Start of Rows
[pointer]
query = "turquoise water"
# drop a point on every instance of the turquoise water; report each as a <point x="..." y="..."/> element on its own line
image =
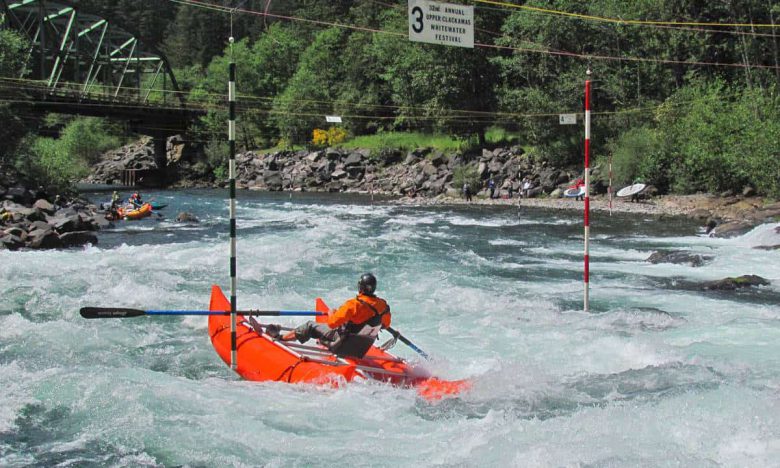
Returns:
<point x="657" y="373"/>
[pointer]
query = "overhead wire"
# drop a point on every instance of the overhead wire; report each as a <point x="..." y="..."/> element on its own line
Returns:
<point x="604" y="19"/>
<point x="544" y="50"/>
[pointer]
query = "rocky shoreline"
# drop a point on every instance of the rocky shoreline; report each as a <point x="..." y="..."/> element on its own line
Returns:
<point x="421" y="176"/>
<point x="425" y="175"/>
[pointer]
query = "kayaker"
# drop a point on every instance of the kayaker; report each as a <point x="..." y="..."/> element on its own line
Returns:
<point x="363" y="315"/>
<point x="135" y="200"/>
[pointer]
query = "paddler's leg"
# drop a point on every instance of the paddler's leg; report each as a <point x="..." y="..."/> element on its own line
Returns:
<point x="309" y="330"/>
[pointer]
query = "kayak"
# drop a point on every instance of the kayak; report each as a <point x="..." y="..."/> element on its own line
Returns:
<point x="262" y="358"/>
<point x="631" y="190"/>
<point x="138" y="213"/>
<point x="155" y="205"/>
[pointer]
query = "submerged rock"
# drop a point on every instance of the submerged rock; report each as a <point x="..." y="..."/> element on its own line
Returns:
<point x="679" y="257"/>
<point x="731" y="284"/>
<point x="185" y="217"/>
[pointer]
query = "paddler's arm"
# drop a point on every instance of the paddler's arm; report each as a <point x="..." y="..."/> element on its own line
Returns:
<point x="341" y="315"/>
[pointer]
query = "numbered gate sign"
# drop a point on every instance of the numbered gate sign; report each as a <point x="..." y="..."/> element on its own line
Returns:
<point x="567" y="119"/>
<point x="441" y="23"/>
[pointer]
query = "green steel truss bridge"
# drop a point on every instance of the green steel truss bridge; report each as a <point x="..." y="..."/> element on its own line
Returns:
<point x="83" y="64"/>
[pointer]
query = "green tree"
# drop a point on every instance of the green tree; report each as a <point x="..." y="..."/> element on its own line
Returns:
<point x="12" y="58"/>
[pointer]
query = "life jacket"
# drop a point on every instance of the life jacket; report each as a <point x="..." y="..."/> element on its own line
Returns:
<point x="354" y="339"/>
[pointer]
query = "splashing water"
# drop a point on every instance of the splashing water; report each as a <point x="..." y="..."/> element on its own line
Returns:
<point x="655" y="374"/>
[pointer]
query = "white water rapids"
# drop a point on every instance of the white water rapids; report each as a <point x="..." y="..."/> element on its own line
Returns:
<point x="658" y="373"/>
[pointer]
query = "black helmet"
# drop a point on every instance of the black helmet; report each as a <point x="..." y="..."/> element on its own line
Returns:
<point x="367" y="284"/>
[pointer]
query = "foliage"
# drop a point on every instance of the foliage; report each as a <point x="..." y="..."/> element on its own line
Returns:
<point x="638" y="154"/>
<point x="715" y="129"/>
<point x="12" y="54"/>
<point x="330" y="137"/>
<point x="86" y="138"/>
<point x="47" y="161"/>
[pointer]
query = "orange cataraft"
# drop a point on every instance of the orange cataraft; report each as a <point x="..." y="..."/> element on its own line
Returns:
<point x="142" y="212"/>
<point x="261" y="358"/>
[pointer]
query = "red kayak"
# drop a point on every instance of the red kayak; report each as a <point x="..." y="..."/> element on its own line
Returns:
<point x="262" y="358"/>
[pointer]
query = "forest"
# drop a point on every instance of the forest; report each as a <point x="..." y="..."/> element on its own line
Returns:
<point x="685" y="93"/>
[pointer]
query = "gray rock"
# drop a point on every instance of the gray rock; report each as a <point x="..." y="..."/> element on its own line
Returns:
<point x="44" y="206"/>
<point x="41" y="226"/>
<point x="39" y="239"/>
<point x="68" y="223"/>
<point x="389" y="157"/>
<point x="78" y="238"/>
<point x="185" y="217"/>
<point x="732" y="229"/>
<point x="679" y="257"/>
<point x="16" y="232"/>
<point x="731" y="284"/>
<point x="273" y="180"/>
<point x="354" y="159"/>
<point x="11" y="242"/>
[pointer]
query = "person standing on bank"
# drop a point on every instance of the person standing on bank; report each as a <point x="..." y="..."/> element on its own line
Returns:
<point x="364" y="315"/>
<point x="492" y="188"/>
<point x="467" y="192"/>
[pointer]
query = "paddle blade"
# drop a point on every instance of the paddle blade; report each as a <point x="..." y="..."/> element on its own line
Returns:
<point x="319" y="306"/>
<point x="110" y="312"/>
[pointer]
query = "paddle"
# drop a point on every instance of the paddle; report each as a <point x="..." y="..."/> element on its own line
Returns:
<point x="408" y="343"/>
<point x="119" y="312"/>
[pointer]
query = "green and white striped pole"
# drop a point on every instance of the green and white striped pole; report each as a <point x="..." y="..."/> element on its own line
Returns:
<point x="232" y="175"/>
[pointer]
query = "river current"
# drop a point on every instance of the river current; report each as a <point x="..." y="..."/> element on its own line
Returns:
<point x="657" y="373"/>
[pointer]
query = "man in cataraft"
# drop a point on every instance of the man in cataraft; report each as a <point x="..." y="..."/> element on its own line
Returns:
<point x="364" y="315"/>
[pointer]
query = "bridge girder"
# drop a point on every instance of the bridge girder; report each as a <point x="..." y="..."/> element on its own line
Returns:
<point x="89" y="56"/>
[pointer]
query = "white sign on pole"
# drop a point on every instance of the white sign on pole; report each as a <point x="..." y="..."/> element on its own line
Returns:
<point x="441" y="23"/>
<point x="567" y="119"/>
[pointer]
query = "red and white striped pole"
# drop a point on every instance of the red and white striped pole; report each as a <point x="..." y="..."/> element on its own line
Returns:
<point x="587" y="187"/>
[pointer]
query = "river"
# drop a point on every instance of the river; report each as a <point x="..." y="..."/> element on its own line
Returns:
<point x="657" y="373"/>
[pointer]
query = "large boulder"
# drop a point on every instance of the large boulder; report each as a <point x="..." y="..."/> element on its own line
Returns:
<point x="43" y="239"/>
<point x="730" y="284"/>
<point x="78" y="238"/>
<point x="273" y="180"/>
<point x="354" y="159"/>
<point x="44" y="206"/>
<point x="186" y="217"/>
<point x="732" y="229"/>
<point x="679" y="257"/>
<point x="70" y="223"/>
<point x="11" y="242"/>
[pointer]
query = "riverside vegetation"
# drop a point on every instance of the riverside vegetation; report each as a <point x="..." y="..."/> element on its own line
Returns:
<point x="698" y="113"/>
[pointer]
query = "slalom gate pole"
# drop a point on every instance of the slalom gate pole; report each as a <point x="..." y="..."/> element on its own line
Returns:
<point x="609" y="188"/>
<point x="587" y="189"/>
<point x="232" y="175"/>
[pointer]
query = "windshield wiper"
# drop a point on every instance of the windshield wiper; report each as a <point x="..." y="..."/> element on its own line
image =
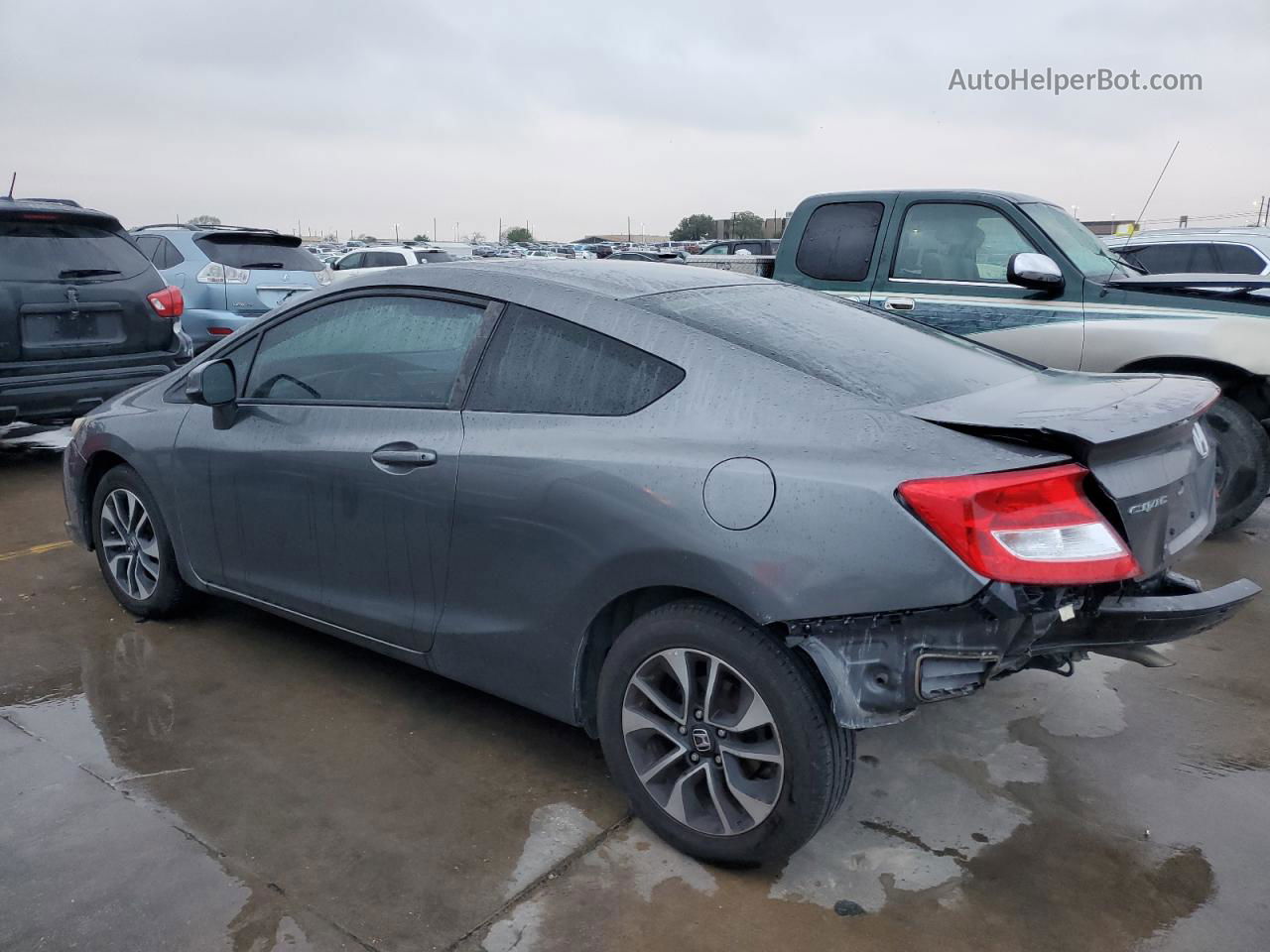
End of Rows
## What to produce:
Locate every line in the rows above that holds the word "jacket", and copy each such line.

## Task result:
query = "life jacket"
# drop a point on every instance of the life jacket; report each as a <point x="..." y="..."/> element on its own line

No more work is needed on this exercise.